▸ **TEXT FOR ANALYSIS**
-- Opening Marker --

WASHINGTON (Reuters) – The U.S. Food and Drug Administration has approved the second human trial of human embryonic stem cells — this one testing cells in people with a progressive form of blindness, the company said on Monday.
Massachusetts-based Advanced Cell Technology said it would start testing its stem cell-based treatment on 12 patients with Stargardt’s macular dystrophy. It is the second trial of human embryonic stem cells to be approved by the FDA this year. Last month Geron Corp enrolled the first patient in its study using the cells in people whose spinal cords have been crushed.
“It is exciting — a vindication. All this work really came through,” said Dr. Robert Lanza, chief medical officer of the company, which has struggled to stay solvent as it gambled on the controversial cells.
Stem cells are the body’s master cells, the source of all other cells. Proponents of using embryonic stem cells say the field could transform medicine, providing treatments for brain diseases like Parkinson’s, juvenile diabetes or severe injuries.
But opponents object because to get the cells, someone has to take apart a human embryo. Last year the Obama administration overturned the strictest of the limitations on using federal funds for the research, but this summer, two researchers challenged the policy.
A U.S. appeals court has ruled that funding could continue while the government appeals, but grants from the National Institutes of Health have been frozen and unfrozen as various courts have weighed in.
Stargardt’s disease causes progressive vision loss, usually starting in children or young adults 10 to 20 years old, as eye tissue called the retinal pigment epithelium, or RPE, degenerates.
There is currently no treatment for Stargardt’s disease.
ACT has coaxed human embryonic stem cells into becoming RPE cells, which will be infused into patients’ eyes.

-- Closing Marker --

▸ **ASSIGNED TASK A**
In the article on the stem cell trial, rewrite the paragraph beginning "Massachusetts-based Advanced Cell Technology" as a short bulleted list that keeps its main facts.
▸ **ASSIGNED TASK B**
List every condition that, according to the article on the stem cell trial, proponents say embryonic stem cell treatments could address.

▸ **DATASET CONTENT**
-- Opening Marker --

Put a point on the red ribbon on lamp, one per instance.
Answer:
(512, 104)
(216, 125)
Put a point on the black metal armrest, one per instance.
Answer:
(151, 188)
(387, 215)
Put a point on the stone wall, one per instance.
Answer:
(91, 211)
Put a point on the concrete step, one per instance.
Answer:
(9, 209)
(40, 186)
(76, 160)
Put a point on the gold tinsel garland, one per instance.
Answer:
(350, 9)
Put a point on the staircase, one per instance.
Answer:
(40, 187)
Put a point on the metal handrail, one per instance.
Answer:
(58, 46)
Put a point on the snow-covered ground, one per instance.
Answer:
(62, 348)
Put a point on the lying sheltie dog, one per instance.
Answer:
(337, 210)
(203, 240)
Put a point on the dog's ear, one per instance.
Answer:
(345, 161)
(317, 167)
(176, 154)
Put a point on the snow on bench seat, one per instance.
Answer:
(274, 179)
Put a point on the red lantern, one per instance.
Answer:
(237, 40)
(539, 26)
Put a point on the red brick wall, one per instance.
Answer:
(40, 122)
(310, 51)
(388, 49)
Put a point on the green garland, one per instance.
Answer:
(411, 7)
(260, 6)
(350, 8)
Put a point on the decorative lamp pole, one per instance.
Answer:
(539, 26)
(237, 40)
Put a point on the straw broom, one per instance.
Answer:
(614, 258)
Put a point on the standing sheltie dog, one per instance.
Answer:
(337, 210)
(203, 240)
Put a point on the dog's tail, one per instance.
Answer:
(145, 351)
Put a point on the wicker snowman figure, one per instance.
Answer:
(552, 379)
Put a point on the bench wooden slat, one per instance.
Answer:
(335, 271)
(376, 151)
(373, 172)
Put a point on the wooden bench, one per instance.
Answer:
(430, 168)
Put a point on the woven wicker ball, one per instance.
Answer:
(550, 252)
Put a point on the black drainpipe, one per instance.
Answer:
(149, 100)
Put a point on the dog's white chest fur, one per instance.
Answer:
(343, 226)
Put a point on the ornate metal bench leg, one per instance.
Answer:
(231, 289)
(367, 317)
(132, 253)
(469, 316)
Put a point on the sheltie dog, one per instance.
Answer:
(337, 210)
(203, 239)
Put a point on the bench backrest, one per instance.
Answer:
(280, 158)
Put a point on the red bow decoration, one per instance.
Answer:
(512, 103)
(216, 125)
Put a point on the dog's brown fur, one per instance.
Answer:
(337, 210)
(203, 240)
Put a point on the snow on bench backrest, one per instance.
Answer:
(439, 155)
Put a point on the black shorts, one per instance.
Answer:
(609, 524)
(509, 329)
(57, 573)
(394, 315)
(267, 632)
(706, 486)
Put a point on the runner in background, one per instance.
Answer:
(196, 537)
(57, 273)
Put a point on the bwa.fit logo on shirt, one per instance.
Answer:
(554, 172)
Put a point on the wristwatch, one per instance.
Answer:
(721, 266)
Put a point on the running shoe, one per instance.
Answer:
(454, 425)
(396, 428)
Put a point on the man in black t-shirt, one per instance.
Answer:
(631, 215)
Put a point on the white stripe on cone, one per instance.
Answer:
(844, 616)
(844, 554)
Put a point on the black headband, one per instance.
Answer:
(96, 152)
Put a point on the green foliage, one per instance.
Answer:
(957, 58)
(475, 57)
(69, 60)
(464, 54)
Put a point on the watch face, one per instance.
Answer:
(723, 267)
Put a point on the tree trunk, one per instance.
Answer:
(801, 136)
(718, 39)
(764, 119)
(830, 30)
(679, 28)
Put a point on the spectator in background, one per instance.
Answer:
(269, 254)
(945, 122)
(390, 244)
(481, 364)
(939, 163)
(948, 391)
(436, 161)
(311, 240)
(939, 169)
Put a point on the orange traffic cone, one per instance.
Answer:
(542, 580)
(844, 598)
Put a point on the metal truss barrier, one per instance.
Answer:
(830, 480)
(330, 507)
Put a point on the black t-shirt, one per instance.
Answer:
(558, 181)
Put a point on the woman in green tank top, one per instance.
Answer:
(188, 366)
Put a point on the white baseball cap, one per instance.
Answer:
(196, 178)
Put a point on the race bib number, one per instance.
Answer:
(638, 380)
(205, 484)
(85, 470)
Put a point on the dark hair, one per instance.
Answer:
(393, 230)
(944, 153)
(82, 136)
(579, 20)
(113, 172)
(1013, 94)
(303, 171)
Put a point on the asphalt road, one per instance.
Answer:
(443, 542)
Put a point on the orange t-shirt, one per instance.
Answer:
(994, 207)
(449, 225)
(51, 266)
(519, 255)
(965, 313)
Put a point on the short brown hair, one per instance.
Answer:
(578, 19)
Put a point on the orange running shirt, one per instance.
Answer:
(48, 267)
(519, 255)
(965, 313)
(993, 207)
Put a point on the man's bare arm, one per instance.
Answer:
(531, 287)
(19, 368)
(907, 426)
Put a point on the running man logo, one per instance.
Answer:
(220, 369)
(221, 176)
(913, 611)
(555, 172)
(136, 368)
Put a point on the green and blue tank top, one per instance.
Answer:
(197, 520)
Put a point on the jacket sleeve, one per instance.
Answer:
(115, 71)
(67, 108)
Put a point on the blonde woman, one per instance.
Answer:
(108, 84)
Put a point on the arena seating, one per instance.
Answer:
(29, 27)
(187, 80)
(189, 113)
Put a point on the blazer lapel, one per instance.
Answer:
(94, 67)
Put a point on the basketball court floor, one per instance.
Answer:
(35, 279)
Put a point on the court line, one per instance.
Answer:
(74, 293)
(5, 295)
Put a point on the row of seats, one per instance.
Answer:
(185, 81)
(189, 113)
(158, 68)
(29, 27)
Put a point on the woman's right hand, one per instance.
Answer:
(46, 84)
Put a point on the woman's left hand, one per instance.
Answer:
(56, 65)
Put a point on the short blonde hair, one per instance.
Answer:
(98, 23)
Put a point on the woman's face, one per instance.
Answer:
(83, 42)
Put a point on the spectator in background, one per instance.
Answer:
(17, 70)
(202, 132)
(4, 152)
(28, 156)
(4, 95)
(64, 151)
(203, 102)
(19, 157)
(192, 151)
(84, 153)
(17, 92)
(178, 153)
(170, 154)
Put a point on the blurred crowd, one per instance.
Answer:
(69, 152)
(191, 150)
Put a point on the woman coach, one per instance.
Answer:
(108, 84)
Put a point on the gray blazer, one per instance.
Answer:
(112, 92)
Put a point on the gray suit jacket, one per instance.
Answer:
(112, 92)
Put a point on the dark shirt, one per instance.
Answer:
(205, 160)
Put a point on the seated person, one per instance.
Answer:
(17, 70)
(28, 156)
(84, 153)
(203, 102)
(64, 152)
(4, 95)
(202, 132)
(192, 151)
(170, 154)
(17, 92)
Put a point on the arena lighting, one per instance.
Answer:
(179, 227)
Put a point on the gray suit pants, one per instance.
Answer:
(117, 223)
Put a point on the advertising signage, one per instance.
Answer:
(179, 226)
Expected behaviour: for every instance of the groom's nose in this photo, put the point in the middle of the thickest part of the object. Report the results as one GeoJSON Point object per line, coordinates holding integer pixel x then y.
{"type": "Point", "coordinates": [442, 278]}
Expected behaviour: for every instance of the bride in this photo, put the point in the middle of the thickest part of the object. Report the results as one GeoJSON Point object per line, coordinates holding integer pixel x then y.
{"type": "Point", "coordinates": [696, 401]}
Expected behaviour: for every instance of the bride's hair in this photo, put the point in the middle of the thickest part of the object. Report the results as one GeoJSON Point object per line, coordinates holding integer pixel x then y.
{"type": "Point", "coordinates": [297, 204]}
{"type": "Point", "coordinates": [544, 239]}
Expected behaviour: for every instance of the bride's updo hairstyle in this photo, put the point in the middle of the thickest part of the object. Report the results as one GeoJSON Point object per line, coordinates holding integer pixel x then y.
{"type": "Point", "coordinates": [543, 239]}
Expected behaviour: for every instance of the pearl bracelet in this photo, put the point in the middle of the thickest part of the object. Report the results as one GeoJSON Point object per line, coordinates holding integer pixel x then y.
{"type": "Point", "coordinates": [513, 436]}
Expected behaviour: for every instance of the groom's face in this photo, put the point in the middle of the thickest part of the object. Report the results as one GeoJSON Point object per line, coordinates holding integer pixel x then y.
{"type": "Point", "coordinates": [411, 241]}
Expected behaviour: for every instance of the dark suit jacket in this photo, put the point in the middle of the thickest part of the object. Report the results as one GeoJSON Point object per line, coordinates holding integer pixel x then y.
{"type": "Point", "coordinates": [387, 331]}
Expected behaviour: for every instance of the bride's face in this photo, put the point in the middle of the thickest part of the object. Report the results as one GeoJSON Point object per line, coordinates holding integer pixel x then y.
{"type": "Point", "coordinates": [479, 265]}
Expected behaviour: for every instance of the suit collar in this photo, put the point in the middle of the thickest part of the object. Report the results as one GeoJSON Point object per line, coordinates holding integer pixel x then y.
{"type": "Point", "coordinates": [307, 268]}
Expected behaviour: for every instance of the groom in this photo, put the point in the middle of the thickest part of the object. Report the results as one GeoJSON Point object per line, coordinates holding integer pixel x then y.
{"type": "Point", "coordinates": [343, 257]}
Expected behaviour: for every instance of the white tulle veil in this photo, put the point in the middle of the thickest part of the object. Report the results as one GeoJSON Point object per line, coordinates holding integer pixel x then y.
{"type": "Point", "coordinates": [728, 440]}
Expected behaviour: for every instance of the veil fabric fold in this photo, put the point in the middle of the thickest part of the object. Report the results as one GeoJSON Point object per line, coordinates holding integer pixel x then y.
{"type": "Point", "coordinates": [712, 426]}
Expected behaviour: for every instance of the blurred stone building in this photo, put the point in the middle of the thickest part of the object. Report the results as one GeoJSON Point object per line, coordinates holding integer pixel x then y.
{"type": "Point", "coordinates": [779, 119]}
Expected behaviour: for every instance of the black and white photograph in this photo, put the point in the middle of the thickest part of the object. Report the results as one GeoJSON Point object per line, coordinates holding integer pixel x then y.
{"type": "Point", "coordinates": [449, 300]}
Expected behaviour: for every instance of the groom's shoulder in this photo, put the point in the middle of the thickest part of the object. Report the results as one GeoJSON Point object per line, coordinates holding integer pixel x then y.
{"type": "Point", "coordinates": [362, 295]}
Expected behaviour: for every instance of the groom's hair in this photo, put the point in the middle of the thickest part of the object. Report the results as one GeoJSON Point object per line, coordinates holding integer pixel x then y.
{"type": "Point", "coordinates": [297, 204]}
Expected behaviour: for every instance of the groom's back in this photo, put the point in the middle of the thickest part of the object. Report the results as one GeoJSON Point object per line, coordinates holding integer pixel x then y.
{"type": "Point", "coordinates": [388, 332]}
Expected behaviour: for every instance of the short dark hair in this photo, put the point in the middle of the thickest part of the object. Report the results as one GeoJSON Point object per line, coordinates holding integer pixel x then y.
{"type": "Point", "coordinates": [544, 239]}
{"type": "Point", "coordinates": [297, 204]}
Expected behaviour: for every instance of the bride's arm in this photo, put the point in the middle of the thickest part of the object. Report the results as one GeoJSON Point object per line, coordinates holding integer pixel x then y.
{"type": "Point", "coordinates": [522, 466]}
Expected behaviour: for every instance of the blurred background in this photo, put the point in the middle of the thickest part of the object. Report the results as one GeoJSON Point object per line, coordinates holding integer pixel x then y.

-- Closing Marker --

▸ **ANSWER AREA A**
- Advanced Cell Technology, based in Massachusetts, will test its stem cell-based treatment on 12 patients with Stargardt's macular dystrophy.
- This is the FDA's second approved trial of human embryonic stem cells this year.
- Last month, Geron Corp enrolled the first patient in a study of the cells in people with crushed spinal cords.

▸ **ANSWER AREA B**
- Brain diseases like Parkinson's
- Juvenile diabetes
- Severe injuries